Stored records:
#####

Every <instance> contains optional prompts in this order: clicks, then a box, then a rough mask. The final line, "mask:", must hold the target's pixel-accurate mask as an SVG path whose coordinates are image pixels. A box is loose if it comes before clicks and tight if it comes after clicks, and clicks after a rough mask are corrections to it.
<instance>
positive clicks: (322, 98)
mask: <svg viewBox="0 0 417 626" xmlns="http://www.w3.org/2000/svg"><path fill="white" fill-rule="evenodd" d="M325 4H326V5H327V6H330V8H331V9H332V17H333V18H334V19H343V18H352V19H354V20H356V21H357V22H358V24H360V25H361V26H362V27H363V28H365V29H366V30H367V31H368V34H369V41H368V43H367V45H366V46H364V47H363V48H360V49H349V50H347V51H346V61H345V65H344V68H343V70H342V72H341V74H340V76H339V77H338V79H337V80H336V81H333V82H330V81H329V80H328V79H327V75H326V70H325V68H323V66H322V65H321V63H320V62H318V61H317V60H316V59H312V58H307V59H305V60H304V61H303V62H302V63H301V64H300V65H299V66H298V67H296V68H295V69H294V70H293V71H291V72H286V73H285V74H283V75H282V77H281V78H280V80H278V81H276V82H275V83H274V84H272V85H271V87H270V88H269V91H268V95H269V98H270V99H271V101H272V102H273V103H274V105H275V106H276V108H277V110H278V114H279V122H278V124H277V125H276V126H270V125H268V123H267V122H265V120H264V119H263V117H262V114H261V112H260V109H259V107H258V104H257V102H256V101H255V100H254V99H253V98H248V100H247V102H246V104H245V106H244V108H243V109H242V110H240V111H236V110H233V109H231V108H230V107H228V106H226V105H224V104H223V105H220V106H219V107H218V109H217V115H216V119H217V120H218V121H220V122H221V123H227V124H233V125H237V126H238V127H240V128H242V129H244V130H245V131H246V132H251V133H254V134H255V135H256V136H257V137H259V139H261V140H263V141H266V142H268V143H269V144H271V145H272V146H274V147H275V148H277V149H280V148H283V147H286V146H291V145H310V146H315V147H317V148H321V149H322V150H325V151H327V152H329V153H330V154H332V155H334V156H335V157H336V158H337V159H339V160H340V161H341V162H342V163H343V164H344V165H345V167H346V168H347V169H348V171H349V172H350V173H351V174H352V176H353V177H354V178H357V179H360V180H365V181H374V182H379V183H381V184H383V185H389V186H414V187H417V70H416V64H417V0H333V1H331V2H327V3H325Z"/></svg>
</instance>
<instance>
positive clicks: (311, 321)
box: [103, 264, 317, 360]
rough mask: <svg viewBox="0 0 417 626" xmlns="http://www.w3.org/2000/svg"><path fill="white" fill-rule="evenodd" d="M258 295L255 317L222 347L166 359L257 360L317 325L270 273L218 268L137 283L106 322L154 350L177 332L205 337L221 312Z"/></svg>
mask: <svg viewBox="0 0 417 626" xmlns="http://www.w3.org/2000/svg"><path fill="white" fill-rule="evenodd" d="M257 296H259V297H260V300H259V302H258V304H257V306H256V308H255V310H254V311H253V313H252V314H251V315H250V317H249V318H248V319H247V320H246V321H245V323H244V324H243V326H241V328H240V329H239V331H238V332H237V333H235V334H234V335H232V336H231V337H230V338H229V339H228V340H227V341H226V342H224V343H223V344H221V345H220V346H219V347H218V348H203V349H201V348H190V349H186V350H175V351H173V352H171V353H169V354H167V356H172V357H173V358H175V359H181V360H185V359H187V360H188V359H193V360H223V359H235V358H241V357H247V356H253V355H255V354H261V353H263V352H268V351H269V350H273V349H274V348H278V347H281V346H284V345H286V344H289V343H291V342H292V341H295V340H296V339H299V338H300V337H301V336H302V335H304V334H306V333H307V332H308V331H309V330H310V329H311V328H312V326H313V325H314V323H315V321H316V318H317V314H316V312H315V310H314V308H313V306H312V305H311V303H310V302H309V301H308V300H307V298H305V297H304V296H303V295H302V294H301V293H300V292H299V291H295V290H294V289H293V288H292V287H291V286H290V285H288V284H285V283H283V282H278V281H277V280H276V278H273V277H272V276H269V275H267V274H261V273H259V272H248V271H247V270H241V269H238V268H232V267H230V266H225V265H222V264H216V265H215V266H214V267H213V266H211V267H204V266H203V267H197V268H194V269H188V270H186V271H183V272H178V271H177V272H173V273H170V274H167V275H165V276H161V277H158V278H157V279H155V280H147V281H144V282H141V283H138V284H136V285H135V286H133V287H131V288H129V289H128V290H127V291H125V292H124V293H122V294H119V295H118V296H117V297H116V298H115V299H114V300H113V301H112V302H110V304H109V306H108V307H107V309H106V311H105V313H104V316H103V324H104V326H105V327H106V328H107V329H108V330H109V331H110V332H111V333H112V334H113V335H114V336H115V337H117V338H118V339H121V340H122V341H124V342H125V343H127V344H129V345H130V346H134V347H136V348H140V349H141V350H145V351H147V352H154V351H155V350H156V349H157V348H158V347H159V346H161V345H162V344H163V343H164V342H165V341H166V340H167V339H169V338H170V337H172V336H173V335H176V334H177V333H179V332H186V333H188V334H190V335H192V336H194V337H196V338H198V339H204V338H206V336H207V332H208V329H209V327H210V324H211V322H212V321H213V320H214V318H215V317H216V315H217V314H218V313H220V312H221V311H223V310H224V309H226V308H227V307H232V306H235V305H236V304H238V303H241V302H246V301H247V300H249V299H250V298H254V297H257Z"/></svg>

#####

# [Action item]
Your answer must be an exact transcription of every record above.

# [Answer for the task]
Every <instance> contains optional prompts in this order: clicks, then a box, then a rough mask. The final line, "mask:", must hold the target's pixel-accurate mask as an SVG path whose coordinates are image pixels. A box is loose if it comes before clicks and tight if it comes after clicks, and clicks after a rough mask are corrections to it.
<instance>
positive clicks: (322, 98)
mask: <svg viewBox="0 0 417 626" xmlns="http://www.w3.org/2000/svg"><path fill="white" fill-rule="evenodd" d="M325 4H326V5H327V6H330V8H331V9H332V17H333V18H334V19H343V18H352V19H354V20H356V21H357V22H358V24H360V25H361V26H362V27H363V28H365V29H366V30H367V31H368V34H369V41H368V43H367V45H366V46H364V47H363V48H360V49H349V50H347V51H346V61H345V65H344V68H343V70H342V72H341V74H340V76H339V77H338V79H337V80H336V81H333V82H330V81H329V80H328V79H327V75H326V70H325V68H323V66H322V65H321V63H320V62H318V61H317V60H316V59H312V58H307V59H305V60H304V61H303V62H302V63H301V64H300V65H299V66H298V67H296V68H295V69H294V70H293V71H291V72H286V73H285V74H283V75H282V77H281V78H280V80H278V81H276V82H275V83H274V84H272V85H271V87H270V88H269V91H268V95H269V98H270V99H271V101H272V102H273V103H274V105H275V106H276V108H277V110H278V114H279V122H278V124H277V125H276V126H270V125H268V123H267V122H265V120H264V119H263V117H262V114H261V112H260V109H259V107H258V104H257V102H256V101H255V100H254V99H253V98H248V100H247V102H246V104H245V106H244V108H243V109H242V110H240V111H236V110H233V109H231V108H230V107H228V106H226V105H224V104H223V105H220V106H219V107H218V109H217V115H216V119H217V120H218V121H220V122H221V123H227V124H233V125H237V126H238V127H240V128H242V129H244V130H245V131H246V132H251V133H254V134H255V135H256V136H257V137H259V139H261V140H263V141H266V142H268V143H269V144H271V145H272V146H274V147H275V148H277V149H280V148H283V147H286V146H291V145H310V146H315V147H317V148H321V149H322V150H325V151H327V152H329V153H330V154H332V155H334V156H335V157H336V158H337V159H339V160H340V161H341V162H342V163H343V164H344V165H345V167H346V168H347V169H348V171H349V172H350V173H351V174H352V176H353V177H354V178H357V179H360V180H365V181H374V182H379V183H381V184H383V185H389V186H414V187H417V70H416V64H417V0H333V1H331V2H327V3H325Z"/></svg>
</instance>
<instance>
positive clicks: (311, 321)
box: [103, 264, 317, 360]
rough mask: <svg viewBox="0 0 417 626" xmlns="http://www.w3.org/2000/svg"><path fill="white" fill-rule="evenodd" d="M258 295L255 317L222 347L166 359L257 360L317 325L270 273L218 268L137 283L106 322L154 350L177 332L205 337L221 312Z"/></svg>
mask: <svg viewBox="0 0 417 626" xmlns="http://www.w3.org/2000/svg"><path fill="white" fill-rule="evenodd" d="M257 296H259V297H260V300H259V302H258V304H257V306H256V308H255V310H254V311H253V313H252V314H251V315H250V317H249V318H248V319H247V320H246V321H245V323H244V324H243V326H241V328H240V329H239V331H238V332H237V333H235V334H234V335H232V336H231V337H230V338H229V339H228V340H227V341H226V342H224V343H223V344H221V345H220V346H219V347H218V348H203V349H201V348H190V349H186V350H175V351H173V352H171V353H169V354H167V356H172V357H173V358H175V359H181V360H185V359H187V360H188V359H193V360H223V359H235V358H241V357H247V356H253V355H255V354H261V353H263V352H268V351H269V350H273V349H274V348H278V347H281V346H284V345H286V344H289V343H291V342H292V341H295V340H296V339H299V338H300V337H301V336H302V335H304V334H306V333H307V332H308V331H309V330H310V329H311V328H312V326H313V325H314V323H315V321H316V318H317V314H316V312H315V310H314V308H313V306H312V305H311V303H310V302H309V301H308V300H307V298H305V297H304V296H303V295H302V294H301V293H300V292H299V291H295V290H294V289H293V288H292V287H291V286H290V285H288V284H285V283H283V282H278V281H277V280H276V278H273V277H272V276H269V275H267V274H261V273H259V272H248V271H247V270H241V269H238V268H232V267H230V266H225V265H222V264H216V265H215V266H214V267H213V266H211V267H204V266H203V267H197V268H194V269H188V270H186V271H183V272H178V271H177V272H173V273H170V274H167V275H165V276H161V277H158V278H157V279H155V280H147V281H144V282H141V283H138V284H136V285H135V286H133V287H131V288H129V289H128V290H127V291H125V292H124V293H122V294H119V295H118V296H117V297H116V298H115V299H114V300H113V301H112V302H110V304H109V306H108V307H107V309H106V311H105V313H104V316H103V324H104V326H105V327H106V328H107V329H108V330H109V331H110V332H111V333H112V334H113V335H114V336H115V337H117V338H118V339H121V340H122V341H124V342H125V343H127V344H129V345H130V346H134V347H136V348H140V349H141V350H145V351H147V352H154V351H155V350H156V349H157V348H158V347H159V346H161V345H162V344H163V343H164V342H165V341H166V340H167V339H169V338H170V337H172V336H173V335H176V334H177V333H179V332H186V333H188V334H190V335H192V336H194V337H196V338H198V339H204V338H206V336H207V332H208V329H209V327H210V324H211V322H212V321H213V320H214V318H215V317H216V315H217V314H218V313H220V312H221V311H223V310H224V309H226V308H227V307H232V306H235V305H236V304H238V303H241V302H246V301H247V300H249V299H250V298H254V297H257Z"/></svg>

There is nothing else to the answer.